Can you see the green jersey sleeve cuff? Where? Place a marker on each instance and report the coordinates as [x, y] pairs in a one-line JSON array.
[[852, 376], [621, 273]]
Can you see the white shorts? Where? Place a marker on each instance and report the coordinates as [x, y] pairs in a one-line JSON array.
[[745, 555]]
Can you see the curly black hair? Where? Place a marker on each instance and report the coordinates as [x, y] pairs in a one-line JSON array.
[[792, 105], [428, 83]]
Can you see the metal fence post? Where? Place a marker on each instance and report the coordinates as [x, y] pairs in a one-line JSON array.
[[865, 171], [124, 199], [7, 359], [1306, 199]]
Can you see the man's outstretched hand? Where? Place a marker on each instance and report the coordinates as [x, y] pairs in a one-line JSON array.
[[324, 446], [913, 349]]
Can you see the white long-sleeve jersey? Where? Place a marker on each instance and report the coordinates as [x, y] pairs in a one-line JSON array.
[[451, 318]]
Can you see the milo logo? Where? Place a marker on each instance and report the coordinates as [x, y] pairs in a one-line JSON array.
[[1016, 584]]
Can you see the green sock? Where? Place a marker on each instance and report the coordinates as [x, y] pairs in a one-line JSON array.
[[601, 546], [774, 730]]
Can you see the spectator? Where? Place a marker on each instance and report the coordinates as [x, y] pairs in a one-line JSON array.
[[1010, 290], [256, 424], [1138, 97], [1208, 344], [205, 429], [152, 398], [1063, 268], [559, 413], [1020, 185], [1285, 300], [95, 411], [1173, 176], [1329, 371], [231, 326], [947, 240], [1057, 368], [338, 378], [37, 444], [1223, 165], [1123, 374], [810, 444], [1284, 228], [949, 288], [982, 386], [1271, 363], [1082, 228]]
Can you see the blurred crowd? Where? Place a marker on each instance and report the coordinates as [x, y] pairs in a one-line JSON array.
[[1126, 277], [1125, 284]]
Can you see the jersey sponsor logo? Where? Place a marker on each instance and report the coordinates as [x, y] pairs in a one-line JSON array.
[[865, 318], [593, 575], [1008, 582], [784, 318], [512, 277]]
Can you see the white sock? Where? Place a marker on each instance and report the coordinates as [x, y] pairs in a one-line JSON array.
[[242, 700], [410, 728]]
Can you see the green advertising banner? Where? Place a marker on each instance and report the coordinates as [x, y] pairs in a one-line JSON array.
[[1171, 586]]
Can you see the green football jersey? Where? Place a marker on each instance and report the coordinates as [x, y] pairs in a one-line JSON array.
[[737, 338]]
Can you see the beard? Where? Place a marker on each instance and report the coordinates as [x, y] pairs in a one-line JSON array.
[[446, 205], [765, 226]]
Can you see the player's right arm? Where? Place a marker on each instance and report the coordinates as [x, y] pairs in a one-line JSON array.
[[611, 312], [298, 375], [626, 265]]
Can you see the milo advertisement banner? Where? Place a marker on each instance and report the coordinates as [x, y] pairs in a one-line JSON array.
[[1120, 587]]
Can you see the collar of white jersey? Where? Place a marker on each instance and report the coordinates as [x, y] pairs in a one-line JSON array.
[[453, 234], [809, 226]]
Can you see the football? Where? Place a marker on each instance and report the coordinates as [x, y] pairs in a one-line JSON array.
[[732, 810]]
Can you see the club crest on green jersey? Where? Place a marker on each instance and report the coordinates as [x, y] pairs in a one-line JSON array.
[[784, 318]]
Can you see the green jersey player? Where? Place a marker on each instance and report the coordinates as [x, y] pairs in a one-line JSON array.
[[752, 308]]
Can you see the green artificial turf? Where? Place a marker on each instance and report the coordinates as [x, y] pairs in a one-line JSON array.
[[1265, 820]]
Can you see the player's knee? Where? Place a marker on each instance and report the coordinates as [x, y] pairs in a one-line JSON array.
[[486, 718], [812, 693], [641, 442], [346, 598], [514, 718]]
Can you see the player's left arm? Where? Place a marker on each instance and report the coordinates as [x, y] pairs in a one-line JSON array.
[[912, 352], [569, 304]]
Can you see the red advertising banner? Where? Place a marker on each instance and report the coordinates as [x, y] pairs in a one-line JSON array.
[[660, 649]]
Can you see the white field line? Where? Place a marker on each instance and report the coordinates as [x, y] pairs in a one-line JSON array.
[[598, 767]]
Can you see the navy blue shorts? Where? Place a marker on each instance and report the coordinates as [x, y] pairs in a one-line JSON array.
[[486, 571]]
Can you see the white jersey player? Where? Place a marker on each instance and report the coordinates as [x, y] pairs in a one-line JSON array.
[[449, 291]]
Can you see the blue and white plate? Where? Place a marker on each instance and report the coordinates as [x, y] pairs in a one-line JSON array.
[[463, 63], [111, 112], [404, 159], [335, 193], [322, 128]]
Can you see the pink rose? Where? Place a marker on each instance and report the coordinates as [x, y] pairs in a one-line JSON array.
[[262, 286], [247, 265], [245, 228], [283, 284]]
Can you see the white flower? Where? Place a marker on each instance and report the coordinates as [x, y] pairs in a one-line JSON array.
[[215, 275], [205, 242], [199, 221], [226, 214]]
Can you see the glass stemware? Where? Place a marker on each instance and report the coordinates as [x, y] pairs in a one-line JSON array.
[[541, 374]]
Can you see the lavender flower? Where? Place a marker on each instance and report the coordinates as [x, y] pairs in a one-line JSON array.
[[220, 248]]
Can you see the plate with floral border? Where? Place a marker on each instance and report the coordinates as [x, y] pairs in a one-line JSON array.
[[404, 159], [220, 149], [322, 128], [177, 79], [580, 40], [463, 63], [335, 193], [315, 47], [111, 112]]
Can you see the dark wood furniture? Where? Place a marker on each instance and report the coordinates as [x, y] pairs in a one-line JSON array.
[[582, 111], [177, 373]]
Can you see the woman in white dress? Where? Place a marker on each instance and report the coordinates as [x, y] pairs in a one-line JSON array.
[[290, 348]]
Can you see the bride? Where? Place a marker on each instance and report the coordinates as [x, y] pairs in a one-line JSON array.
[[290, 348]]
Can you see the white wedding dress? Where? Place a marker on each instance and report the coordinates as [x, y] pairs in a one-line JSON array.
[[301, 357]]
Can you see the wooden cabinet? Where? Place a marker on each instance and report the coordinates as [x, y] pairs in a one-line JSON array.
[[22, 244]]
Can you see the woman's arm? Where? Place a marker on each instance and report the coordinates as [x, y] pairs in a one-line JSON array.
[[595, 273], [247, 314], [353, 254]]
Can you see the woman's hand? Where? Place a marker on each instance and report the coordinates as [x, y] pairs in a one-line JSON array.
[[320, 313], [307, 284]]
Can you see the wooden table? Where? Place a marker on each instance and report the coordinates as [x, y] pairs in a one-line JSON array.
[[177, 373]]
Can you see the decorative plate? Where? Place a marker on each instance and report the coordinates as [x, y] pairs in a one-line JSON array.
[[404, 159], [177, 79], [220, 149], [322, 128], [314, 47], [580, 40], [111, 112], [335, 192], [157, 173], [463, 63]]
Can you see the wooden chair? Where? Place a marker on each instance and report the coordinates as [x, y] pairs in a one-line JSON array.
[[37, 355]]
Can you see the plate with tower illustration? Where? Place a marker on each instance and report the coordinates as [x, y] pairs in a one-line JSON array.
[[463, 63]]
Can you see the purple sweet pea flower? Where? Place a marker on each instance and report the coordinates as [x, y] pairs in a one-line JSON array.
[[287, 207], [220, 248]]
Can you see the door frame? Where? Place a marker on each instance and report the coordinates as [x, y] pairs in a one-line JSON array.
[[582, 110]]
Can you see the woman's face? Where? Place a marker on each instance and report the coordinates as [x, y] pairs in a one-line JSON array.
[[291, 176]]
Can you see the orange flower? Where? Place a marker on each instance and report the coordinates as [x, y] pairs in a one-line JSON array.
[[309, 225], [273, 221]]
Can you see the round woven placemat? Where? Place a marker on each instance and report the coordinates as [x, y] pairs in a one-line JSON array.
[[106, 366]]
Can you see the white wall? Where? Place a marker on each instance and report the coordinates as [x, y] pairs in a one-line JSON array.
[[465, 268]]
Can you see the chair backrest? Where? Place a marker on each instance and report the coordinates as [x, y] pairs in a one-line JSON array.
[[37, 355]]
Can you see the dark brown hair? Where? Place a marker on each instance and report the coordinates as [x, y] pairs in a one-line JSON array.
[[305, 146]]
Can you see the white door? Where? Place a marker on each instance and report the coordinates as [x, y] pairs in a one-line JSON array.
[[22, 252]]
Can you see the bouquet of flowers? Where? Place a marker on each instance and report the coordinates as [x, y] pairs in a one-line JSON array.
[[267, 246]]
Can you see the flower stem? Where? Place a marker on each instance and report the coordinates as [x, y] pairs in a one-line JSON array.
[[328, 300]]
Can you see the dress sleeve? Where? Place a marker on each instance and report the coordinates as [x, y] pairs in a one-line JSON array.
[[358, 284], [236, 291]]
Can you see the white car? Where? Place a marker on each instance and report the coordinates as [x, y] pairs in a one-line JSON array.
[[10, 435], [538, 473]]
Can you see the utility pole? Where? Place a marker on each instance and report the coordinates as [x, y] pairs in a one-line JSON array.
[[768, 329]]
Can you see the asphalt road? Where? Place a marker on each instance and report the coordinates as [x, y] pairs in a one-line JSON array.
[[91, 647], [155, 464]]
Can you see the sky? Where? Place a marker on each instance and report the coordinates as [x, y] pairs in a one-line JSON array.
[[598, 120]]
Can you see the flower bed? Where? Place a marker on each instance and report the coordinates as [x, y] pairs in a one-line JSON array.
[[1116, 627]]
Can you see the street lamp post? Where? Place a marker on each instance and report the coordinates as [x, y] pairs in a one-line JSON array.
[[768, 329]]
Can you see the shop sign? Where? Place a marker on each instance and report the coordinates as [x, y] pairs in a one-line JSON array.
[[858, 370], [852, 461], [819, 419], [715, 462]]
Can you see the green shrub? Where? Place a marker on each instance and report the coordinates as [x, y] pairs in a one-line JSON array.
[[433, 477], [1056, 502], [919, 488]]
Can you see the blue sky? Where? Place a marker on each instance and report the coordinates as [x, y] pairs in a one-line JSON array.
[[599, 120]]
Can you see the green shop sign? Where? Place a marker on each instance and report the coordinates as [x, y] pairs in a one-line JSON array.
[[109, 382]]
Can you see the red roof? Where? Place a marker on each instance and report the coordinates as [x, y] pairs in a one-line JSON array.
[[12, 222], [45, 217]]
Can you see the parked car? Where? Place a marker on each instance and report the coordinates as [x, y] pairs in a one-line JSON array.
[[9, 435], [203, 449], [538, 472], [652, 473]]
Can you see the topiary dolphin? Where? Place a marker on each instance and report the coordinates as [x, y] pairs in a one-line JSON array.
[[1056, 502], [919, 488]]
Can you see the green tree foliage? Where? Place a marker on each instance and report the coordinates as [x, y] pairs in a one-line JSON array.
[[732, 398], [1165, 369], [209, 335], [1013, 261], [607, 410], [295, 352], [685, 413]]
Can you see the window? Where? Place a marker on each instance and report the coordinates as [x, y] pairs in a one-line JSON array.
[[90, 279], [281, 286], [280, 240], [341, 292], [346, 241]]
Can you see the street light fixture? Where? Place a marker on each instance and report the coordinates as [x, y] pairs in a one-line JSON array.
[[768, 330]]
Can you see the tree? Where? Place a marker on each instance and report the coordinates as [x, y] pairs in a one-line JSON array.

» **Objetivo**: Copia de nuevo, completas y sin ninguna otra, las líneas de las entradas que empiezan en la que contiene "Can you see the beard?" y llegan hasta la que contiene "[[1120, 587]]", ambas incluidas. Cambia en ellas solo las coordenadas de las respuestas: escálalas multiplicando cada número por 0,8 y redondeando al entero más próximo, con las mitades hacia arriba.

» **Resultado del ejercicio**:
Can you see the beard? Where? Place a marker on each instance and report the coordinates as [x, y] pairs in a one-line JSON array.
[[357, 164], [612, 181]]
Can you see the player's right arm? Where? Place a marker on each instance and report the coordinates as [x, y] pairs in a one-line JSON array.
[[489, 250], [238, 300], [501, 212]]
Can you see the milo advertisement banner? Where? Place a marker on each instance and report the coordinates as [x, y] pairs in a one-line JSON array.
[[896, 470]]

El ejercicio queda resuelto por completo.